* **Brief**: Render the lines below, starting at the one containing "tent panel with a box." and ending at the one containing "[404,93,1088,420]", as a JSON list of strings with one string per line and blank lines omitted.

________________________

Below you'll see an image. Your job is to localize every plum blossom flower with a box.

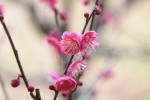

[46,32,62,55]
[80,31,98,55]
[0,5,4,19]
[67,60,86,77]
[40,0,58,9]
[55,76,77,95]
[49,71,61,80]
[60,31,80,55]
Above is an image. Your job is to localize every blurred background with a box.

[0,0,150,100]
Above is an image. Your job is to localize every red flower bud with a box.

[28,86,34,92]
[11,79,20,88]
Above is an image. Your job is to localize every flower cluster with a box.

[48,31,98,96]
[60,31,98,55]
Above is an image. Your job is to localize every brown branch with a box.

[0,19,41,100]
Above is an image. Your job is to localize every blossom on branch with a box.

[80,31,98,54]
[55,76,77,96]
[60,31,80,55]
[67,60,86,77]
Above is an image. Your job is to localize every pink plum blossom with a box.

[55,76,77,95]
[46,33,62,55]
[67,60,86,77]
[40,0,58,9]
[60,31,80,55]
[49,71,61,80]
[60,12,68,21]
[0,5,4,19]
[80,31,98,54]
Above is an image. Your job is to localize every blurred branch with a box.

[0,73,10,100]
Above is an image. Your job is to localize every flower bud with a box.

[78,82,83,86]
[83,0,90,6]
[49,84,55,90]
[95,9,101,15]
[11,78,20,88]
[28,86,34,92]
[60,12,68,21]
[84,12,89,19]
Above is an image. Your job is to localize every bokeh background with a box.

[0,0,150,100]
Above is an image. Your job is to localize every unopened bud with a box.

[78,82,83,86]
[49,84,55,90]
[60,12,68,21]
[84,12,89,19]
[28,86,34,92]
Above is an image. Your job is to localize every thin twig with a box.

[0,73,10,100]
[1,20,40,100]
[54,8,60,31]
[90,0,99,30]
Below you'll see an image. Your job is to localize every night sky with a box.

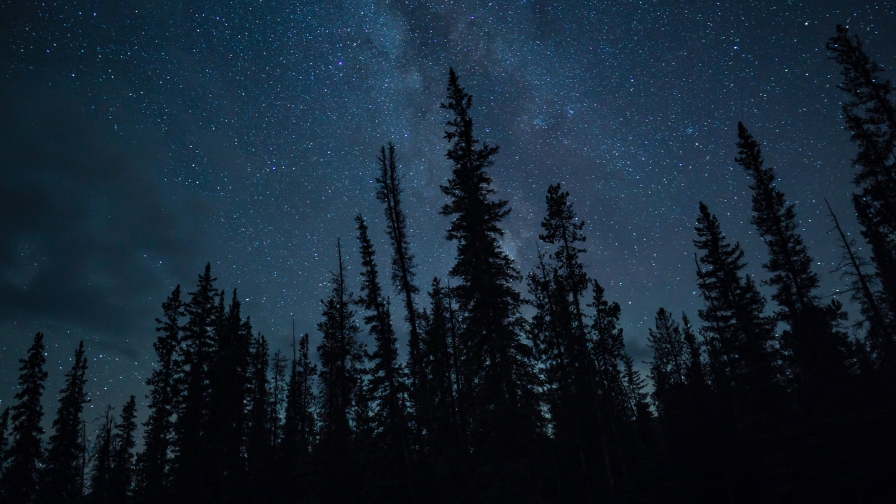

[0,0,896,420]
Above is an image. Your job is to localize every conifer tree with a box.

[0,406,9,472]
[247,333,274,502]
[827,25,896,324]
[0,333,47,504]
[317,242,366,502]
[109,396,137,503]
[172,264,223,502]
[283,334,317,464]
[647,308,693,416]
[268,350,287,452]
[417,278,466,457]
[735,123,849,383]
[87,405,118,504]
[694,202,777,389]
[440,69,543,490]
[136,285,185,502]
[376,142,421,400]
[355,214,419,501]
[38,341,89,504]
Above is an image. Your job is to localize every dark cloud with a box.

[0,79,207,334]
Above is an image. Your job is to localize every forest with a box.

[0,26,896,504]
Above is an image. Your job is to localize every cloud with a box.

[0,80,208,334]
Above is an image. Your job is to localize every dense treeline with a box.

[0,27,896,504]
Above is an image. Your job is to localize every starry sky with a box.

[0,0,896,420]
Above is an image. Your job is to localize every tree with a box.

[355,214,419,501]
[376,142,421,394]
[38,341,89,503]
[172,264,223,502]
[136,285,185,502]
[440,69,543,499]
[317,241,367,502]
[694,202,777,392]
[0,333,47,504]
[109,396,137,503]
[87,405,119,504]
[826,25,896,322]
[282,334,317,471]
[735,123,849,387]
[647,308,693,416]
[0,406,9,472]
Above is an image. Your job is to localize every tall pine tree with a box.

[376,142,421,394]
[136,285,185,502]
[0,333,47,504]
[735,123,850,389]
[440,69,543,500]
[38,341,89,504]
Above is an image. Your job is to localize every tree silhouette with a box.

[316,242,366,502]
[136,285,185,502]
[735,123,850,389]
[376,142,421,401]
[439,69,543,499]
[827,25,896,358]
[0,333,47,504]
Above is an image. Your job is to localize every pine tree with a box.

[417,278,466,454]
[440,69,543,499]
[136,285,185,502]
[268,350,288,452]
[827,25,896,326]
[694,202,777,390]
[0,406,9,472]
[87,405,119,504]
[317,242,367,502]
[247,333,274,502]
[735,123,849,387]
[355,214,419,501]
[109,396,137,503]
[376,142,421,401]
[282,334,317,464]
[0,333,47,504]
[647,308,693,416]
[38,341,89,504]
[172,264,223,502]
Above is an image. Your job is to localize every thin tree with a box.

[38,341,90,504]
[376,142,421,394]
[109,396,137,503]
[0,333,47,504]
[137,285,185,502]
[440,69,543,482]
[355,214,419,500]
[826,25,896,326]
[735,122,849,387]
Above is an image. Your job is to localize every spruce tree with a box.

[647,308,692,416]
[247,333,274,502]
[109,396,137,503]
[440,69,543,499]
[827,25,896,326]
[0,333,47,504]
[136,285,185,502]
[317,242,367,502]
[355,214,419,501]
[376,142,421,394]
[282,334,317,464]
[0,406,9,472]
[38,341,89,504]
[735,123,849,382]
[87,405,119,504]
[172,264,223,502]
[694,202,777,391]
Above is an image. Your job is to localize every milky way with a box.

[0,0,896,413]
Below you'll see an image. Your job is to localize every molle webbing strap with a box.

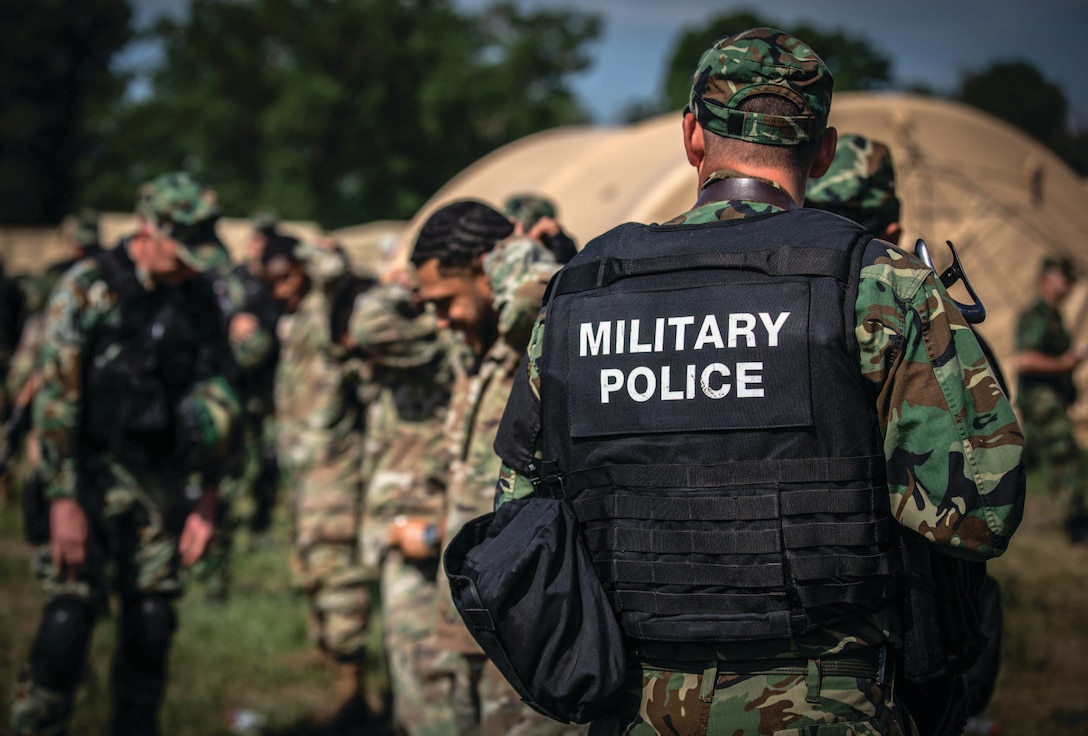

[584,528,780,554]
[549,246,851,298]
[695,177,798,210]
[616,590,789,618]
[562,455,885,494]
[571,491,778,523]
[602,560,786,589]
[782,519,892,550]
[615,577,895,622]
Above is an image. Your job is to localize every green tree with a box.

[632,11,891,121]
[0,0,132,223]
[88,0,599,226]
[956,61,1068,148]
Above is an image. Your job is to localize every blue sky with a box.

[125,0,1088,128]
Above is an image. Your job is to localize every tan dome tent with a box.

[405,93,1088,420]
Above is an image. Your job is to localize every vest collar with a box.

[695,176,798,211]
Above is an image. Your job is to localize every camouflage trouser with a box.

[12,468,188,734]
[1018,388,1088,518]
[592,661,914,736]
[294,542,374,661]
[382,550,458,736]
[292,450,378,660]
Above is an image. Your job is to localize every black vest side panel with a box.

[542,210,900,641]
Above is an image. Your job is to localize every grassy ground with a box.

[0,492,387,736]
[0,474,1088,736]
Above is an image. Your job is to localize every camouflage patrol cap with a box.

[136,171,230,271]
[688,28,833,146]
[503,194,556,230]
[1040,256,1077,281]
[348,284,438,368]
[805,133,901,235]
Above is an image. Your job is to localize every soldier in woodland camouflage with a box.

[495,28,1024,736]
[194,232,280,602]
[1016,257,1088,542]
[12,173,240,736]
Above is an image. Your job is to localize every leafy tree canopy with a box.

[0,0,132,224]
[956,61,1068,147]
[79,0,601,228]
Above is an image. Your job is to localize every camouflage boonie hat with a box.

[72,208,99,246]
[688,28,833,146]
[503,194,555,230]
[805,133,901,235]
[136,171,228,272]
[1040,256,1077,281]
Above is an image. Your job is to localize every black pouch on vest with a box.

[444,496,627,723]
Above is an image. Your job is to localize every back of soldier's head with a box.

[411,199,514,269]
[685,27,833,165]
[805,134,901,237]
[136,171,231,271]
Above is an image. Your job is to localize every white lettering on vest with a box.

[695,315,726,351]
[601,361,764,404]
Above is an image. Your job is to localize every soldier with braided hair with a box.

[411,199,582,735]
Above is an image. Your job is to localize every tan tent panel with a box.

[404,93,1088,420]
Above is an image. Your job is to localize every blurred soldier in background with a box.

[348,274,460,736]
[503,194,578,265]
[5,208,102,422]
[12,173,240,736]
[269,235,383,716]
[411,200,582,734]
[805,133,903,245]
[1016,257,1088,542]
[244,211,280,278]
[194,221,280,603]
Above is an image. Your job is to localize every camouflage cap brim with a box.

[689,28,833,146]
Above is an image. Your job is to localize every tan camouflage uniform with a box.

[350,285,460,736]
[275,249,373,661]
[430,237,584,735]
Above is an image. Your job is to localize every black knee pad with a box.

[121,594,177,673]
[30,598,95,690]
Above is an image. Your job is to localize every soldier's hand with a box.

[177,491,217,566]
[49,499,87,579]
[231,312,257,341]
[388,516,442,560]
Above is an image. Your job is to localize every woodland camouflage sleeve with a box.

[34,266,108,499]
[856,241,1025,559]
[495,307,547,508]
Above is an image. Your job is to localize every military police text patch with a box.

[567,282,812,437]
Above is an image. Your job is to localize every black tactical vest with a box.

[541,210,902,641]
[83,243,227,465]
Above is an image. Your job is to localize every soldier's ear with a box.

[683,112,706,167]
[808,126,839,179]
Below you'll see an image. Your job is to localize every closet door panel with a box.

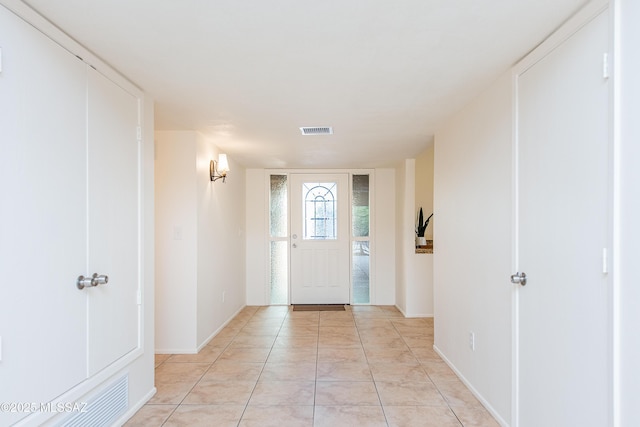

[0,6,87,425]
[88,69,140,375]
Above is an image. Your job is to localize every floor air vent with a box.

[62,375,129,427]
[300,126,333,135]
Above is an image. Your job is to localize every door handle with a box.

[511,272,527,286]
[76,273,109,290]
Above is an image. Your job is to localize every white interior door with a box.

[516,13,611,427]
[290,174,350,304]
[86,69,140,375]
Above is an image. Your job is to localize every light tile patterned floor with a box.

[126,306,498,427]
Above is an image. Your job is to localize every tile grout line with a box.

[237,310,287,426]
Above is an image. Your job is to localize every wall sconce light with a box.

[209,154,229,182]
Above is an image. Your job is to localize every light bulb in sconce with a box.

[209,154,229,182]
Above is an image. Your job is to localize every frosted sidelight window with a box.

[351,175,371,304]
[269,175,289,304]
[302,182,338,240]
[270,175,287,237]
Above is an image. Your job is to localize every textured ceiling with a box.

[22,0,586,168]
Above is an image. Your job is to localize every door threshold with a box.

[292,304,345,311]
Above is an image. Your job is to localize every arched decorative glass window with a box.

[302,182,337,240]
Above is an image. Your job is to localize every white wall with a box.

[433,73,512,420]
[155,131,197,352]
[125,93,155,418]
[395,159,433,317]
[155,131,246,353]
[415,144,436,240]
[394,162,413,313]
[245,169,269,305]
[195,134,246,346]
[614,0,640,426]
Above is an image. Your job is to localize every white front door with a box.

[514,13,612,427]
[290,174,350,304]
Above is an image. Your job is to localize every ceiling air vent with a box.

[300,126,333,135]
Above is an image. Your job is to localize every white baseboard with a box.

[155,305,246,354]
[196,305,246,353]
[433,344,509,427]
[115,387,158,426]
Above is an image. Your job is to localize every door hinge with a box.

[602,53,610,80]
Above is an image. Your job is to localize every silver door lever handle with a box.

[511,273,527,286]
[76,273,109,290]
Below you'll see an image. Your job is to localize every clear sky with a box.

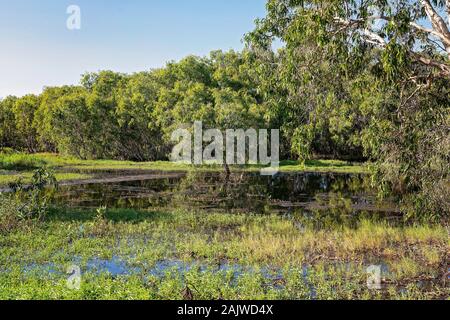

[0,0,266,97]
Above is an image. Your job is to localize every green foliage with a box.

[6,168,58,221]
[0,152,47,171]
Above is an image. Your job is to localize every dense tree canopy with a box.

[0,0,450,217]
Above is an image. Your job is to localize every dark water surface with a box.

[51,173,396,220]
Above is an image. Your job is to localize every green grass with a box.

[0,209,450,299]
[0,153,368,185]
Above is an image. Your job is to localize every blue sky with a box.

[0,0,266,97]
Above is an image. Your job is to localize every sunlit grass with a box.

[0,209,449,299]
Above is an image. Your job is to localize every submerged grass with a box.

[0,153,368,185]
[0,209,450,299]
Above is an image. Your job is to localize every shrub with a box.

[0,169,57,233]
[0,153,47,171]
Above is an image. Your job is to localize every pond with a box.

[51,172,398,226]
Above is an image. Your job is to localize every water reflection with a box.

[51,173,396,226]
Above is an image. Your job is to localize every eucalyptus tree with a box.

[247,0,450,217]
[0,96,21,149]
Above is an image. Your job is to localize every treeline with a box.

[0,50,363,161]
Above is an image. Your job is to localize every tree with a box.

[0,96,22,149]
[247,0,450,217]
[13,95,40,153]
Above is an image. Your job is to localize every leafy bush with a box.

[0,169,57,233]
[0,153,47,171]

________________________

* **Complete response**:
[
  "Above is an image. Your job is to localize every tan tent panel with a box.",
  "[404,93,1088,420]"
]